Provided data below:
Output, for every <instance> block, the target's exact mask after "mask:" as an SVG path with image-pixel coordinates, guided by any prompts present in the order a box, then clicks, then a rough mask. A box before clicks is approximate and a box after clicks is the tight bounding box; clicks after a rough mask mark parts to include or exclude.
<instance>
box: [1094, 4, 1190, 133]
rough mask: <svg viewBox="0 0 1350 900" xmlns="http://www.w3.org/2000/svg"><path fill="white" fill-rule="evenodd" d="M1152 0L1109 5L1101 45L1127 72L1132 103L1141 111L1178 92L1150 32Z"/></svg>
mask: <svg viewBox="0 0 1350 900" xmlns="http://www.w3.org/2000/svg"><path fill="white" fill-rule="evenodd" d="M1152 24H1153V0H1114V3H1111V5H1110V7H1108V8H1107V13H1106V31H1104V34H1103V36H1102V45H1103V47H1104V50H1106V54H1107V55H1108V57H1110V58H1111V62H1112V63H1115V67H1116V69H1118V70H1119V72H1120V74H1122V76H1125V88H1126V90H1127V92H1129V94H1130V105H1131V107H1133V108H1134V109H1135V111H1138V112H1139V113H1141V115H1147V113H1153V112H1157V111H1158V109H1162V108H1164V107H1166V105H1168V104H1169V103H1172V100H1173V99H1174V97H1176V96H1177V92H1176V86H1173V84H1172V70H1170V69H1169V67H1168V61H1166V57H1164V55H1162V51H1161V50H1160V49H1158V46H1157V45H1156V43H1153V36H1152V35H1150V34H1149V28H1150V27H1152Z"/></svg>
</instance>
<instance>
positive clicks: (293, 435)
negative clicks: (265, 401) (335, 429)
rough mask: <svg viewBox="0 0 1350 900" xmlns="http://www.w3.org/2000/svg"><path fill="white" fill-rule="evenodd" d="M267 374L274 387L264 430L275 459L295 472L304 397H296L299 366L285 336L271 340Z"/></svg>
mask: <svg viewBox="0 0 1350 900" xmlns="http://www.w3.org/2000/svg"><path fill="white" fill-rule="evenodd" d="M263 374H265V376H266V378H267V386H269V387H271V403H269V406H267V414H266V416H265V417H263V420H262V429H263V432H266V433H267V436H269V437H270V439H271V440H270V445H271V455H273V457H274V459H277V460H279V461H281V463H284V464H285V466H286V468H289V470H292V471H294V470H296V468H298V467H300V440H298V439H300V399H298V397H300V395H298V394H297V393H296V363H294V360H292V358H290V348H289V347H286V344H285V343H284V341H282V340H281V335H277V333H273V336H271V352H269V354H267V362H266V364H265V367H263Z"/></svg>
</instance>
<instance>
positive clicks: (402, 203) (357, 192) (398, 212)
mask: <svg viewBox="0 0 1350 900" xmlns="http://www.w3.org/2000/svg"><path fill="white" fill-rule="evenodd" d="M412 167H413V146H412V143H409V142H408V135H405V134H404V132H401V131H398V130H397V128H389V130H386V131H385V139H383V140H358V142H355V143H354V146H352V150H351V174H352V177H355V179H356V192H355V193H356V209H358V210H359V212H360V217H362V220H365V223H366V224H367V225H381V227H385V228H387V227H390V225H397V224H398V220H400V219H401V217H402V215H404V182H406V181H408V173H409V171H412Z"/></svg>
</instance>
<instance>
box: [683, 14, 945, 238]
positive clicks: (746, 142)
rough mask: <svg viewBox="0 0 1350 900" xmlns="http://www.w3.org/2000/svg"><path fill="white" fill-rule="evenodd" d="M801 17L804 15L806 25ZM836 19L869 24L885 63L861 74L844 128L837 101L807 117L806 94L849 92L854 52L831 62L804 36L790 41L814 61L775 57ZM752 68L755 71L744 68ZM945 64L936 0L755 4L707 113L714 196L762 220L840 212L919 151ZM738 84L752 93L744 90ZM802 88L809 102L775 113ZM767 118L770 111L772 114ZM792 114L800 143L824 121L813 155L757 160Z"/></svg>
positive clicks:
End of Provided data.
Provided data below:
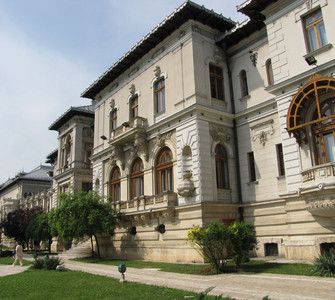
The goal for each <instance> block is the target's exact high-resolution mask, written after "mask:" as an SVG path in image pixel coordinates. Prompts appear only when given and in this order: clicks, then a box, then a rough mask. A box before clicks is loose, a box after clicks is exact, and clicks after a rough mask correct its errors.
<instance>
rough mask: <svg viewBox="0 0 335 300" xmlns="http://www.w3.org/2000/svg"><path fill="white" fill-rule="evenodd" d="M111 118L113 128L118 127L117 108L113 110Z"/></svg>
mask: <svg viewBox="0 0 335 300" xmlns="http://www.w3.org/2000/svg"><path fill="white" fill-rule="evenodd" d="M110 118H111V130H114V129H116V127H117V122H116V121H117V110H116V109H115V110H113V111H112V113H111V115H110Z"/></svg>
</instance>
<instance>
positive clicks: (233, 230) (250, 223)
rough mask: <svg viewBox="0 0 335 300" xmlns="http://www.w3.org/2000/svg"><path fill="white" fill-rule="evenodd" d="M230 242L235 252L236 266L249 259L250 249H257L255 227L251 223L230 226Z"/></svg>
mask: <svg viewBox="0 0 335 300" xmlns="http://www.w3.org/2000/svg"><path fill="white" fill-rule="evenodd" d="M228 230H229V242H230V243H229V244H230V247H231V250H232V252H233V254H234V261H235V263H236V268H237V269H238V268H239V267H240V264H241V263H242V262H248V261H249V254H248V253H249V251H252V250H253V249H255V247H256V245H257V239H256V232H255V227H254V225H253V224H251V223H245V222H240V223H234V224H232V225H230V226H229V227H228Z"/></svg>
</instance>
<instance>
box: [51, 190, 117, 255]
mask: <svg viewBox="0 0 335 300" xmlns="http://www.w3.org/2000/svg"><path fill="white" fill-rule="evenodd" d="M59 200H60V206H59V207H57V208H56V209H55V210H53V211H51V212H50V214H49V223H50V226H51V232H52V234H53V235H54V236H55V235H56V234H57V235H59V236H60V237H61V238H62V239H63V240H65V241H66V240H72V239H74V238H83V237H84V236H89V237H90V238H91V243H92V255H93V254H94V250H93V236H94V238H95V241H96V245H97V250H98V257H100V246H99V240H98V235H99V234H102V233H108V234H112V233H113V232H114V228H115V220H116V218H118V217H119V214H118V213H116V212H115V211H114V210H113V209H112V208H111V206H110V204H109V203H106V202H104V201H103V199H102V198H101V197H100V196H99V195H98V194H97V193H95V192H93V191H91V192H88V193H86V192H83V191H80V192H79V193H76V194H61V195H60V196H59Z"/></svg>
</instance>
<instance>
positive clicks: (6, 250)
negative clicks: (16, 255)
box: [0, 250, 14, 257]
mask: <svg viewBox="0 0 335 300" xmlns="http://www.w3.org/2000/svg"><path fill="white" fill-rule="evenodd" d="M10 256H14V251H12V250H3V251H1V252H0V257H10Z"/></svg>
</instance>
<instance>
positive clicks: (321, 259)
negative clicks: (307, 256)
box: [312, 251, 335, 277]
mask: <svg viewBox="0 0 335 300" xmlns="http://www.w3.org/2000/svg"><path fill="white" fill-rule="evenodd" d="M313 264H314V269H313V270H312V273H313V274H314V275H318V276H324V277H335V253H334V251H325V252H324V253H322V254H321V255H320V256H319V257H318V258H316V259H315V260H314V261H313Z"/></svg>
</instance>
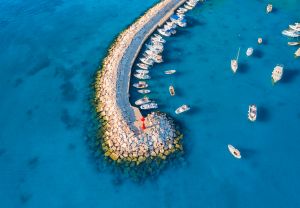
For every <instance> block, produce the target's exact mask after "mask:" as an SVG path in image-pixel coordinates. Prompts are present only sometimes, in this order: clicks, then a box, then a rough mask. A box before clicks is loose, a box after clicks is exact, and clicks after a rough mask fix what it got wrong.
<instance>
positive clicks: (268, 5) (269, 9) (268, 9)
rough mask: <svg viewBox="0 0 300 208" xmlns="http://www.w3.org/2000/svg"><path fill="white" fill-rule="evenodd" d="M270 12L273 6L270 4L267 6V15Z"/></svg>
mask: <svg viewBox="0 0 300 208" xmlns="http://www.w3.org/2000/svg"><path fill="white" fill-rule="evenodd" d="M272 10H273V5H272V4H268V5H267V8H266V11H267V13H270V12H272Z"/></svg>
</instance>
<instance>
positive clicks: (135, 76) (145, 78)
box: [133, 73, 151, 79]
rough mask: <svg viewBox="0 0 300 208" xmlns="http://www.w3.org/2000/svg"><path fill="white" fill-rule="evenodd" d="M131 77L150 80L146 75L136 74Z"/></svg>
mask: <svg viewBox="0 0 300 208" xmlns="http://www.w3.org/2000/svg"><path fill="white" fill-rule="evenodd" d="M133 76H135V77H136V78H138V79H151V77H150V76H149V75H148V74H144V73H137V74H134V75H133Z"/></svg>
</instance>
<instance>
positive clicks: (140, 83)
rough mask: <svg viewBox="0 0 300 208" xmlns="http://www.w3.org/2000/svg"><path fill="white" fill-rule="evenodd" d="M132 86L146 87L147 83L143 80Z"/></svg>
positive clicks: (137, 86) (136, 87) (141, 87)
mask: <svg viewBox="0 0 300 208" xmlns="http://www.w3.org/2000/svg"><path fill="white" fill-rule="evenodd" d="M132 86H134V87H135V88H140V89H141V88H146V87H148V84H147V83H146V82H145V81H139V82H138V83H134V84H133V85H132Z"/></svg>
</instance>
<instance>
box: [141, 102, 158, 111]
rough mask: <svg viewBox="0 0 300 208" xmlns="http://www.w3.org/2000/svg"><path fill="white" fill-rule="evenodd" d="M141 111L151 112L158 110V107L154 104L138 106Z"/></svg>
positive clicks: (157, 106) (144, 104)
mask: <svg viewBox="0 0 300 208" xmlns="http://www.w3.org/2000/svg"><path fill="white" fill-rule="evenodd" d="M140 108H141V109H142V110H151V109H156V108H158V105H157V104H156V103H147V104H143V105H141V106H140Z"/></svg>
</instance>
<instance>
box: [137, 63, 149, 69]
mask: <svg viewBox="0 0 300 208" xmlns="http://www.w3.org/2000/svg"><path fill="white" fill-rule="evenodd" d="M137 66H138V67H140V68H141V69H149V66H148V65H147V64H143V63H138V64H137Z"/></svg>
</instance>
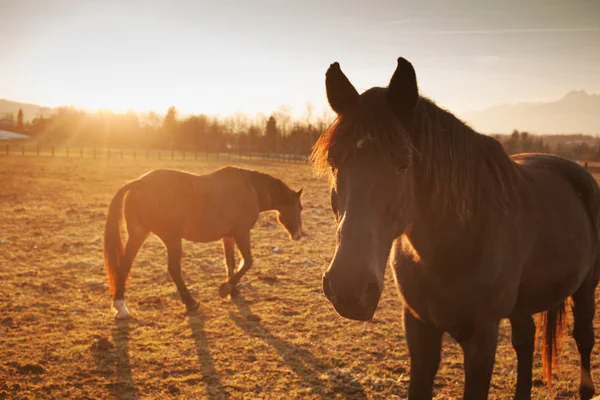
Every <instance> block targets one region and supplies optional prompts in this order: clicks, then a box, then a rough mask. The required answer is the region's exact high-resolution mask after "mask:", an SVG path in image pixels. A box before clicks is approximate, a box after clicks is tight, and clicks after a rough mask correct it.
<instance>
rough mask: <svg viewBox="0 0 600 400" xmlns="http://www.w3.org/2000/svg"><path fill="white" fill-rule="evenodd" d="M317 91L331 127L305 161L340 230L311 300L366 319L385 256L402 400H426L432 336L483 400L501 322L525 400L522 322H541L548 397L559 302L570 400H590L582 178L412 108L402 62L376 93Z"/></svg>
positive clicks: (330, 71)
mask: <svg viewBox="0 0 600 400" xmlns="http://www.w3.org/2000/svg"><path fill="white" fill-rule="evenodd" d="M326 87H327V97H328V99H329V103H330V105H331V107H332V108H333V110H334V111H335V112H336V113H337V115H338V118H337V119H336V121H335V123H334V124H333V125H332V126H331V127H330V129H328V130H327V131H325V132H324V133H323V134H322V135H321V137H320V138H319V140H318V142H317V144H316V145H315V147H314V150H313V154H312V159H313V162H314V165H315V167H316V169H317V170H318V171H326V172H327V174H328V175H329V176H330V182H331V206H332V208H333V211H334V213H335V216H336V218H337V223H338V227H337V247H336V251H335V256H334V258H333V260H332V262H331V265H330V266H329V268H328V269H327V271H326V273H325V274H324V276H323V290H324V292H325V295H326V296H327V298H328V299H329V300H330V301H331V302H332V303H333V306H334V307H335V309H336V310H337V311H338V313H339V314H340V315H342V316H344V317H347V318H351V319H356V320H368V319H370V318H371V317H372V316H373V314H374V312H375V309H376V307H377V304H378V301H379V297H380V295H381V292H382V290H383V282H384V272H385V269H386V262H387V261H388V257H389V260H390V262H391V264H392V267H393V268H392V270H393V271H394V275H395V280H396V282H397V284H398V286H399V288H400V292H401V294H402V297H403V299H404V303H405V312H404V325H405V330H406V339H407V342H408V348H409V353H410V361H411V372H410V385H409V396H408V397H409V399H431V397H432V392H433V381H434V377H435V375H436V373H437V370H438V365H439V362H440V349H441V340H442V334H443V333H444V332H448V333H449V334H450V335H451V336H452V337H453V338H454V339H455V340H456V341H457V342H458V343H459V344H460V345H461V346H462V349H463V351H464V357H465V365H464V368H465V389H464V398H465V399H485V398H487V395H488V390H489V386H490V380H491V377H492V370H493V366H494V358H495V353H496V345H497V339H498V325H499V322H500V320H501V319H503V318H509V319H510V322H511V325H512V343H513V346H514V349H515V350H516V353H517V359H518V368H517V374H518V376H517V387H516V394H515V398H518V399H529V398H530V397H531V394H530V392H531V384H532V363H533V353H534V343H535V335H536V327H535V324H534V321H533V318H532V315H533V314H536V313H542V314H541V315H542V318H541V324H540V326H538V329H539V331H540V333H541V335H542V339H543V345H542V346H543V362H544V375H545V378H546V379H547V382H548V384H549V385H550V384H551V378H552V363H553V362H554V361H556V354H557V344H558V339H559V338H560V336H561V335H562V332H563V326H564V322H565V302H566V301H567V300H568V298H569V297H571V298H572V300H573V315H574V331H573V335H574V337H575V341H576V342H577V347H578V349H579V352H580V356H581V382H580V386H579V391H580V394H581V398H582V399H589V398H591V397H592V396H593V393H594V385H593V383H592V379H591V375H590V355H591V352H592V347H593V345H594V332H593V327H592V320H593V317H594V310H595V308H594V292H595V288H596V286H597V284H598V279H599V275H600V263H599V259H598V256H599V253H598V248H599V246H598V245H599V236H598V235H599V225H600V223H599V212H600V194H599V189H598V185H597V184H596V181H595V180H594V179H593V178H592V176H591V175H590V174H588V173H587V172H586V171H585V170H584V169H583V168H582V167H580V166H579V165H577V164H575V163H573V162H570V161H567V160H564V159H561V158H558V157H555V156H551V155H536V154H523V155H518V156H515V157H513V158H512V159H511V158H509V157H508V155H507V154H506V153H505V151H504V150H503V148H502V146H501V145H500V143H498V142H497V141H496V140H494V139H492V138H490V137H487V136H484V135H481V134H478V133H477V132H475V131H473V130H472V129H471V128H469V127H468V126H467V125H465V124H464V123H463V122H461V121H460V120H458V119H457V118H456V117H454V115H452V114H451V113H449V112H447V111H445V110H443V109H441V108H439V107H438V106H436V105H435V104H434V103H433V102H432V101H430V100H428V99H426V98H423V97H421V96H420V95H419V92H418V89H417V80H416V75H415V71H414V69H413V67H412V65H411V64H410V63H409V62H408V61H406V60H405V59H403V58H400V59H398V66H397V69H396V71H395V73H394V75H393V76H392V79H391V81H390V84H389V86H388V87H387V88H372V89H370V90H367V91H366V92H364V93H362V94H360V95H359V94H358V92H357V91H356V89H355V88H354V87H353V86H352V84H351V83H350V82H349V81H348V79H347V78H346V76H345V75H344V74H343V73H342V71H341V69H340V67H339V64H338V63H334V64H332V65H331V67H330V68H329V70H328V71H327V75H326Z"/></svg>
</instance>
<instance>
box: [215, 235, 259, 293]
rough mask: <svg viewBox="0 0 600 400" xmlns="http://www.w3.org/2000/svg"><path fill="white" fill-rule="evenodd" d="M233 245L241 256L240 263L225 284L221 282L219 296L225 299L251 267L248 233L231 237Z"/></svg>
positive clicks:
End of Provided data.
■ What is expected
Render the lines as a Markdown table, starting at the line that contains "Output, for every" and ending at the line that contains "0L1109 5L1101 45L1127". Use the columns No. and Line, number each line, and leave out any blank lines.

■ Problem solution
| No. | Line |
|---|---|
| 1 | Output, for every <instance> block, the target's exact mask after "mask:" as an SVG path with image-pixel coordinates, guided by any prompts present in the order a box, then clicks, then a rough mask. A box before clicks is approximate and a box after clicks is the tight bounding box; clicks after a rough mask mark parts to include or exclude. |
| 2 | <instance> |
| 3 | box: [1094, 4, 1190, 133] |
| 4 | rough mask: <svg viewBox="0 0 1350 900" xmlns="http://www.w3.org/2000/svg"><path fill="white" fill-rule="evenodd" d="M1152 0L1109 5L1101 45L1127 72L1132 103L1141 111L1178 92L1150 32Z"/></svg> |